Problème : c’est un personnage féminin… médiocre. Pour rester sympa.
En écrivant une femme victime de violences conjugales et enfermée dans une relation d’emprise, Nolan a le mérite de traiter d’un sujet très réel ; le souci, c’est qu’il le fait avec des ficelles plus grosses que l’accent « russe » de Kenneth Branagh (Sator, le méchant du film et époux toxique de Kat).
Alice Rahmoun, cofondatrice de 1001 héroïnes, une plateforme visant à mettre en avant les femmes dans la culture, explique à Madmoizelle :
C’est important de montrer les violences conjugales dans un film très grand public… encore faut-il que ce soit réaliste.
Ici, l’auteur de ces violences est l’antagoniste du film. Pour qu’il soit identifié comme tel, il faut qu’il soit dangereux dans tous les pans de sa vie, y compris avec son épouse. Au final, ces violences conjugales servent à caractériser l’homme en tant que « vraiment très méchant », et non à donner de la profondeur au personnage féminin…
De plus, Sator est totalement extra-ordinaire, au sens premier du terme : c’est un super-vilain adepte du voyage temporel, prêt à sacrifier l’humanité toute entière. Il ne représente en rien les violences conjugales « de la vraie vie ».
Andrei Sator assène à Kat : « Si je ne peux pas t’avoir, alors personne ne t’aura ». Si la réplique manque de subtilité, la logique correspond à celle qui anime bien des auteurs de violences conjugales, sauf qu’elle est généralement inconsciente — c’est bien ce qui la rend aussi terrifiante…
Comme le note Alice Rahmoun, c’est positif de voir un sujet aussi important représenté dans une oeuvre qui touche un très large public. Pas question de nier les intentions, probablement louables, de Christopher Nolan, mais force est de constater que le résultat pèche quelque peu par son manque de finesse.

-----

Relevez toutes les personnes réelles nommées dans le document, en excluant les personnages du film.

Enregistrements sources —
-----

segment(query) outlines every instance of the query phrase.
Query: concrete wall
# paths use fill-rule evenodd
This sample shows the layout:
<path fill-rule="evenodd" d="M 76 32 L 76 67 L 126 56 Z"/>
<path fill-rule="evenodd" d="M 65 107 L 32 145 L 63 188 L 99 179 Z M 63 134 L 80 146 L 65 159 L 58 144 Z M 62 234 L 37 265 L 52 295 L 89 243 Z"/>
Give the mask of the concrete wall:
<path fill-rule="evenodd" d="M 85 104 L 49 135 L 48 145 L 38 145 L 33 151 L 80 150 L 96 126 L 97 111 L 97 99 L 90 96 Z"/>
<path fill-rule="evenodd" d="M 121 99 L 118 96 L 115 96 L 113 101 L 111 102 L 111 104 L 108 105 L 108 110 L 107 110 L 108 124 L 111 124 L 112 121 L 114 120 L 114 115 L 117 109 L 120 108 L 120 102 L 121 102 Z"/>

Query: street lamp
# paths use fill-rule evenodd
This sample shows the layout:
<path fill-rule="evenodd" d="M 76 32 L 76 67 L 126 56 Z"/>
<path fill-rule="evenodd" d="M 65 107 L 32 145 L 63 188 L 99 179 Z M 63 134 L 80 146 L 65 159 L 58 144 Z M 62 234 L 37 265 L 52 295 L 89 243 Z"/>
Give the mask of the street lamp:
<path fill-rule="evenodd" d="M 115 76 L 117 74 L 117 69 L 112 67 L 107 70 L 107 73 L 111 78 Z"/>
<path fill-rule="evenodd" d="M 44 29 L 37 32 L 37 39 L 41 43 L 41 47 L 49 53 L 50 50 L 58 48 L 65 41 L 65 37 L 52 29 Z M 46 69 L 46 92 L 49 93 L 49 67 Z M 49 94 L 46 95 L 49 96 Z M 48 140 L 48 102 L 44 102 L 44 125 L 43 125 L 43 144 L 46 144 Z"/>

-----

Tâche réalisée —
- Christopher Nolan
- Kenneth Branagh
- Alice Rahmoun